> _Goal_
Rewrite every line from the one containing "For each instance of the gray" through the end of the records, both ends included and the requests kept as they are. Scale each coordinate in the answers by 1.05, rounding to whole numbers with halves going up, and leave the pictures out.

> _Given records_
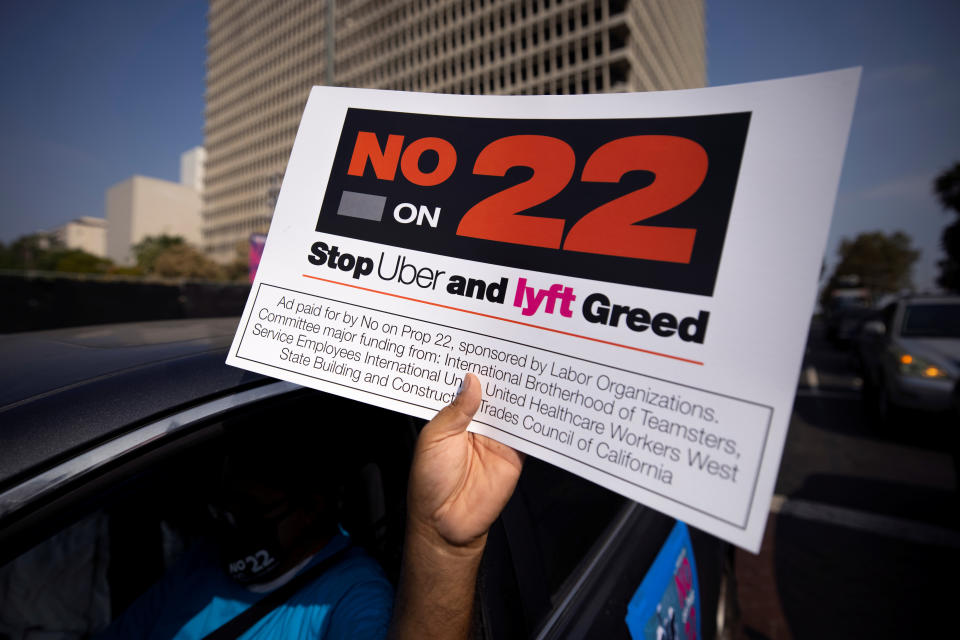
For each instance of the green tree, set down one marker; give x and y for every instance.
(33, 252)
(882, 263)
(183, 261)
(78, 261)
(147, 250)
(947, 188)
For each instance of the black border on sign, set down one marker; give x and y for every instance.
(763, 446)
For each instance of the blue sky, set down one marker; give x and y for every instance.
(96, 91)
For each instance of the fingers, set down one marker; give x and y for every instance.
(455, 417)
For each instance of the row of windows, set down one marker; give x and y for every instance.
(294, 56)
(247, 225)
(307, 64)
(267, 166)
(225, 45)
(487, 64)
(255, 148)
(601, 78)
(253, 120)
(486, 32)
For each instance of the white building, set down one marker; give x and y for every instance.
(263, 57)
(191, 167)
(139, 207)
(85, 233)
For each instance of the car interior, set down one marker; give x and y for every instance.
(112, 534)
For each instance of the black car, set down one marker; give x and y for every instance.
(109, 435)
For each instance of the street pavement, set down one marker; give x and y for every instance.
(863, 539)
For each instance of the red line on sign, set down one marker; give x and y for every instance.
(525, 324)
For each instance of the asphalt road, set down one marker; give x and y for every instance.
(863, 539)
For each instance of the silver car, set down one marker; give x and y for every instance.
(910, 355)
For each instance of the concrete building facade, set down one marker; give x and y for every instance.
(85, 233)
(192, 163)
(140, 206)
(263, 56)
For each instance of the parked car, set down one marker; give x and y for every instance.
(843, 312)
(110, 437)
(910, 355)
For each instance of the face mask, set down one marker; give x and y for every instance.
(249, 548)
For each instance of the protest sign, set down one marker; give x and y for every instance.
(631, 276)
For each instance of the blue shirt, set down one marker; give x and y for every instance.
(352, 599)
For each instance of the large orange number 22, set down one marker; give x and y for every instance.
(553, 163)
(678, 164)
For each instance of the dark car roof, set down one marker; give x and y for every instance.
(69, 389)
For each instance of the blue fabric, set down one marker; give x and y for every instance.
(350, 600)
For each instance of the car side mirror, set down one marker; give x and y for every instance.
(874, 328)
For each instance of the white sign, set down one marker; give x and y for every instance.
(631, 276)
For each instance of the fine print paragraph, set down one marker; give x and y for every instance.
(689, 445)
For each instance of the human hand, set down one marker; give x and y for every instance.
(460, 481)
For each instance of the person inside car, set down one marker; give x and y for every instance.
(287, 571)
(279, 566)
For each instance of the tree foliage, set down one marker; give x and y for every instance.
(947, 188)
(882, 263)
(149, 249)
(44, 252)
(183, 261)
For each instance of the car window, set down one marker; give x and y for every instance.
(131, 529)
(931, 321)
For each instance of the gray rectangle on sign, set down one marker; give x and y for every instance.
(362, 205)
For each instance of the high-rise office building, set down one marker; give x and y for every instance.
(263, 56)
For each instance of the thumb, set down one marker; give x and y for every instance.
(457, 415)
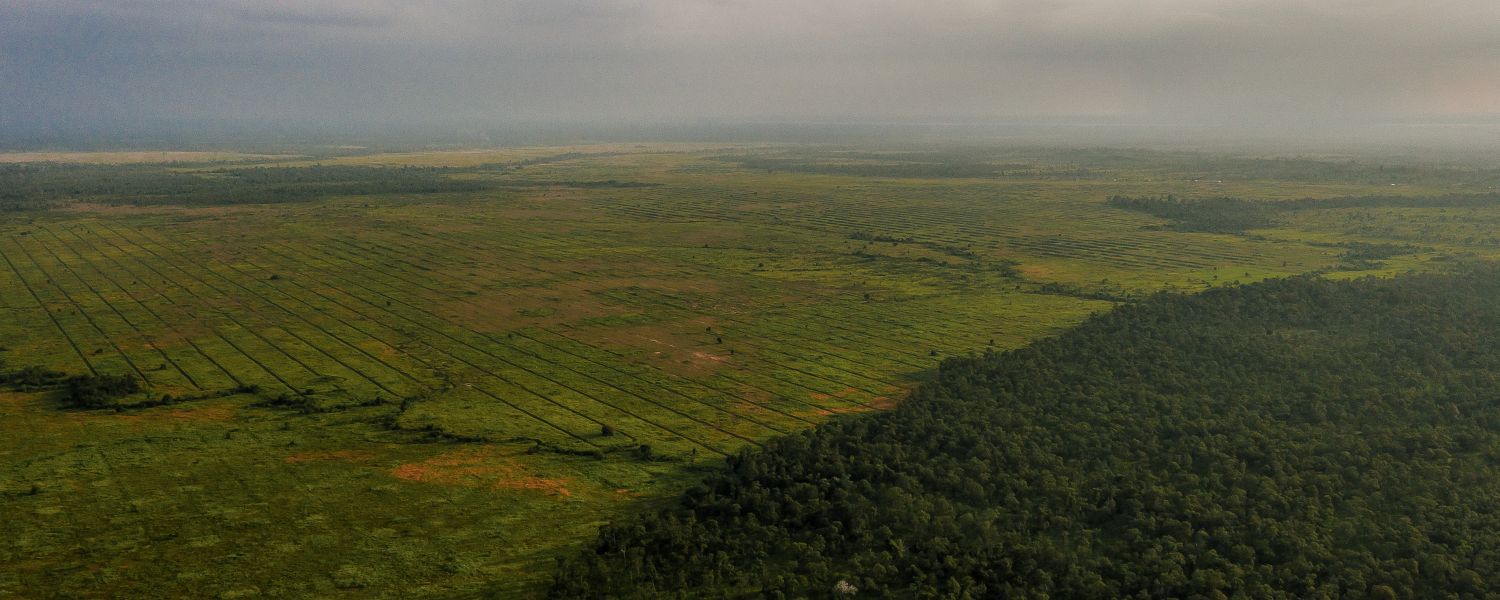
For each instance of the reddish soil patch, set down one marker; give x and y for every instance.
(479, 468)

> _Answer in full_
For each instance of the gray rectangle on sign, set down one marker; give x and y for every instance.
(380, 215)
For each instance of the high-rise office building, set down one marker; give x and y for every instance.
(276, 59)
For each instance of the thumb, set down one marker; give x and y for every instance.
(480, 436)
For each instance of the reddish soil patch, set down one marker; give x and y for every instance.
(503, 491)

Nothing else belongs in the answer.